▸ Document extract:

My favorite example is 87 percent of the American people favor English as the official language of government. That includes an absolute majority of Democrats, Republicans and independents and the majority of Latinos. And, so, my question to the politicians is if the American people overwhelmingly want English to be the official language of government why aren’t you passing the bill? Why aren’t you at the city council? At the school board, at the county commission, at the state legislature?
Pastore: Talk to me about immigration, there’s a segue into that. … You talk about immigration as one of those platforms.
Gingrich: Look, the American people are very straight about this. This is not complicated if you get outside of Washington.
First of all—and this always shocks the news media, reporters—the American people favor legal immigration. The American people are not anti-immigrant. They’re not anti-foreigner. They’re not xenophobic—all these vicious, nasty words that are used. American people favor legal immigration but there are two words there. They believe that immigrants are a source of a great opportunity for America and they believe the law really matters.
Second, the American people believe that controlling the border is a function of national security. Now, you know they think that if you’re going to go through all this effort in airports to try and block terrorists, maybe you ought to go through an effort at the border because you’re assuming the terrorist is pretty stupid if you say the only way you can get caught is trying to fly into the U.S., but if you want to drive across it’s easy.
Third, the American people believe you ought to focus on the employer not the employee. The person they’re really mad at is the businessman who’s getting rich hiring people illegally; they’re not mad at the illegal person who came here because they can get a better job.
Pastore: Exactly right.

▸ Problems to work on:
(1) In the immigration interview, what percentage of the American people does Gingrich say favor English as the official language of government?
(2) Please continue the immigration interview past its last line.

▸ Dataset content:
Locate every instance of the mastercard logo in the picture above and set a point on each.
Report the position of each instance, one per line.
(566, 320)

▸ Results:
(1) 87 percent.

(2)
Gingrich: The other thing I’ll say is, the average American, if they thought the border was controlled and they thought English was going to be our official language and they thought that we were prepared to enforce the law, they would accept a guest worker program in which the worker had to apply from back home. They’d have to give us a biometric indicator, probably a retinal scan or a thumb print. They’d have to go through a background check to prove they weren’t a convicted felon. They’d have to sign an agreement that they would obey the law and pay taxes.
But the average American believes that the federal government is so incompetent that they would actually outsource the guest worker card program to American Express, Visa or MasterCard because they know the government can’t possibly keep up with fraud and that’s what these companies are brilliant at doing.
Gingrich: So, we make it quite clear in Real Change. There is a program you can pass. It’s a program that would have substantial support. It would actually solve the problem, but it’s very hard to get Washington to decide that they will be constructive on this issue because they’re too happy demagoging it on both sides.
Pastore: Let me be really blunt: Not a single candidate talks the way you do. … Why are they not embracing these principles and selling it and just presenting it the American people?
Gingrich: I don’t know. When you look at “The Platform of the American People” and you realize that every single item we have in that platform has an absolute majority of Republicans, Democrats and independents, I can’t imagine why the average candidate wouldn’t want to use that kind of a baseline.
Frank Pastore is host of “The Frank Pastore Show,” recognized by the National Religious Broadcasters as Talk Show Host of the Year in 2006. His program is heard on KKLA in Los Angeles 4-7 p.m. Monday through Friday. Contact Frank at Frank@kkla.com.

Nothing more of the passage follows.